> [What you will do]: Pick out every line in the listing below that contains the word "plaza" and copy each one.

> [Stored dataset items]:
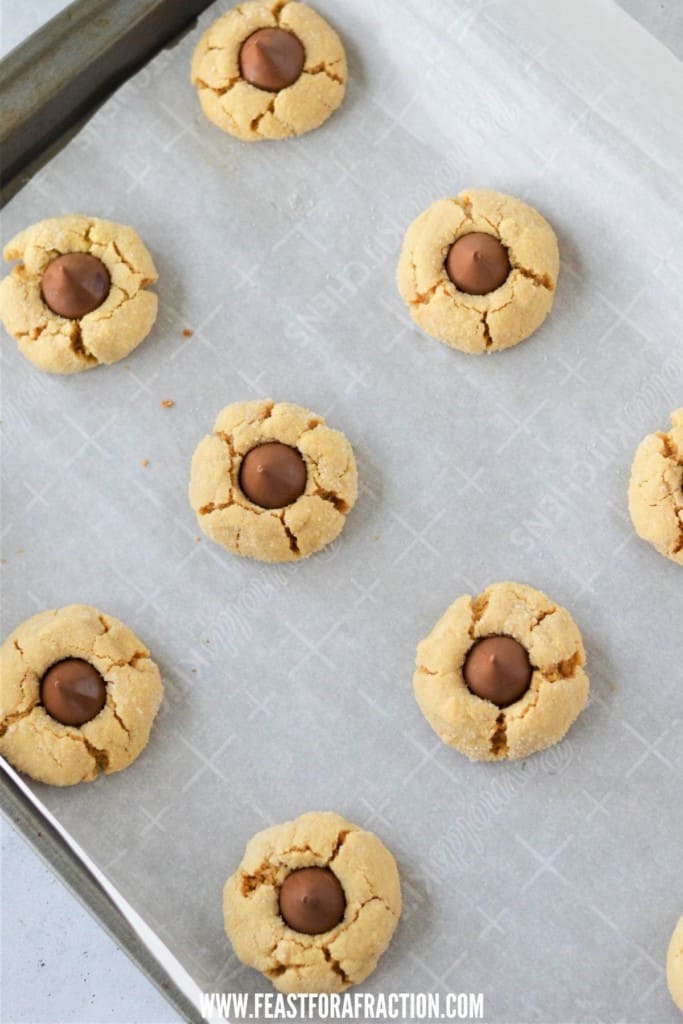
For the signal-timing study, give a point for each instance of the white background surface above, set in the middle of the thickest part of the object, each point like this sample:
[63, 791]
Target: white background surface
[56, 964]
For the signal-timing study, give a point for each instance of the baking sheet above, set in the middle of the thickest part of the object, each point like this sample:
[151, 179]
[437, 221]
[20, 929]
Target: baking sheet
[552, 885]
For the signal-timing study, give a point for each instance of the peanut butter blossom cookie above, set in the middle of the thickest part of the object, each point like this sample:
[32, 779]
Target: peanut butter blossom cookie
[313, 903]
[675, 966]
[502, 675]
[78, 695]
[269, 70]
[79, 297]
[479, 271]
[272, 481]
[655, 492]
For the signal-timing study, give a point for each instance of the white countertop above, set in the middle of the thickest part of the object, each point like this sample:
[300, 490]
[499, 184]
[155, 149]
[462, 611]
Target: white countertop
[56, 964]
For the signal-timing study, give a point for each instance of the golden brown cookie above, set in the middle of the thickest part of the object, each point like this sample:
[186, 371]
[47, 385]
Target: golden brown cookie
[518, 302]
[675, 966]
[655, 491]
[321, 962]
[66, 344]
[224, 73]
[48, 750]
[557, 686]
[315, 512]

--

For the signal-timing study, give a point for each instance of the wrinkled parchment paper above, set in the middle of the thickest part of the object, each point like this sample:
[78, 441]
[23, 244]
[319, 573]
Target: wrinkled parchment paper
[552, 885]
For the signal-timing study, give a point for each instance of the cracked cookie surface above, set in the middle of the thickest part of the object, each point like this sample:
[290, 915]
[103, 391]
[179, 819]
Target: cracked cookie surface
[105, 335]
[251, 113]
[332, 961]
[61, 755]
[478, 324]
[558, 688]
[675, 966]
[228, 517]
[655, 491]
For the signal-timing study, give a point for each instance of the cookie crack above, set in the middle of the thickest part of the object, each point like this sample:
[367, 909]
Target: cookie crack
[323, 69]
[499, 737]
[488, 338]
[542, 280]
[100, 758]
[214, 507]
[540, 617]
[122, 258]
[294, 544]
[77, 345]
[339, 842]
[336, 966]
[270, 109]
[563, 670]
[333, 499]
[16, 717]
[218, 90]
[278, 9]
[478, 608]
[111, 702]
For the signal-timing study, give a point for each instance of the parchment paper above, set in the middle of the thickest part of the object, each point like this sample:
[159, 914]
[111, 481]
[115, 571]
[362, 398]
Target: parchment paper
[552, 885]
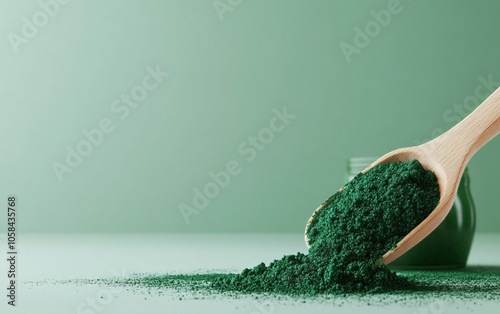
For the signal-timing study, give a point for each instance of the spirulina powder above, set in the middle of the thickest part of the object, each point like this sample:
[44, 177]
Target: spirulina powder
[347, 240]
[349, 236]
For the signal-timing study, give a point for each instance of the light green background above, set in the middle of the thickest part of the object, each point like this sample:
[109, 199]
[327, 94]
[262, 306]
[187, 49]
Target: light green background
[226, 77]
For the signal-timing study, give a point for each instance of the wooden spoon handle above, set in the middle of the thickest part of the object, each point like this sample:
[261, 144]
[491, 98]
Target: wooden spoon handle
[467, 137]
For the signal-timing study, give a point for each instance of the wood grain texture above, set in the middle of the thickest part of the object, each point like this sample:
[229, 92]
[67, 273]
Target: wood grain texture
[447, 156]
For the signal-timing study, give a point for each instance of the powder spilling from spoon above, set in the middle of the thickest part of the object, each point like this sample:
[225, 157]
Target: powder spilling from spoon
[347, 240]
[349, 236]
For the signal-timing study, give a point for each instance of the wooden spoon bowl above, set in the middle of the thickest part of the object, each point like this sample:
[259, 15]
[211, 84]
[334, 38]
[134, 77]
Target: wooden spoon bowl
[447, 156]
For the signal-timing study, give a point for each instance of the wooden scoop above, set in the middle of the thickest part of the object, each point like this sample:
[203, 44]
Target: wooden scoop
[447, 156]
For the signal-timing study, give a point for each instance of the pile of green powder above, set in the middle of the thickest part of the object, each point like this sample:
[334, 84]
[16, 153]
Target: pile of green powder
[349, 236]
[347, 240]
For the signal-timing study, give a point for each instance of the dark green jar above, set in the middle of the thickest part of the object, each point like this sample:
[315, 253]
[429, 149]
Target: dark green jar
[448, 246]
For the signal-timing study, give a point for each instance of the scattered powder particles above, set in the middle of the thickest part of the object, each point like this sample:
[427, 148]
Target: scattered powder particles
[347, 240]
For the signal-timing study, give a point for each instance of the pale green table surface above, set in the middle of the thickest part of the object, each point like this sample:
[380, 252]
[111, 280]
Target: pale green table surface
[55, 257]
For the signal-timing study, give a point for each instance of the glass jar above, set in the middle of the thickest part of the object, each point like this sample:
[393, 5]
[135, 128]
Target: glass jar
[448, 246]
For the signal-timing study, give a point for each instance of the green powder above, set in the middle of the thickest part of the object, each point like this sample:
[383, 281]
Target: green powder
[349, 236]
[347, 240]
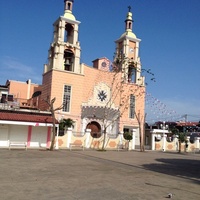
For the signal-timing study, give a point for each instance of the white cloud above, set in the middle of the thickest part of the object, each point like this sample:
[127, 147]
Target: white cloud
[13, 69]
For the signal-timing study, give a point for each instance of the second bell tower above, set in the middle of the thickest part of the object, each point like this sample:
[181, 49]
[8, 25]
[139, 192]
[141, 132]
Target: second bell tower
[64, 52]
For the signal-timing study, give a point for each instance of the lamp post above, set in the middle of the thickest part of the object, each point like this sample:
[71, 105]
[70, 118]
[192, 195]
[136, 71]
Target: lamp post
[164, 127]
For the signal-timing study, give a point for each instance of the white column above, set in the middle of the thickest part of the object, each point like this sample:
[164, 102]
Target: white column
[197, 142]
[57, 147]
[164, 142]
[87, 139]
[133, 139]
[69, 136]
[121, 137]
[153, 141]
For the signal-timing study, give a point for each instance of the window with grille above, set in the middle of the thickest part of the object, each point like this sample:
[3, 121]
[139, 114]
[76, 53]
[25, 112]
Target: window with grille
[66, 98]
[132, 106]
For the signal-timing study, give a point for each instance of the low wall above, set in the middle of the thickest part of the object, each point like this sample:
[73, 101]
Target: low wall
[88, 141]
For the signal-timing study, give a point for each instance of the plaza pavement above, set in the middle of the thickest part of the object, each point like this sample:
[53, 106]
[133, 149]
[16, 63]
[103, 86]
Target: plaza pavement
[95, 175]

> [Output for this exercise]:
For the signal-timing study, give a point for each instance of the plaza pavement above, set in the middle of the thickest part of the object, each point like this sample:
Target: plaza pavement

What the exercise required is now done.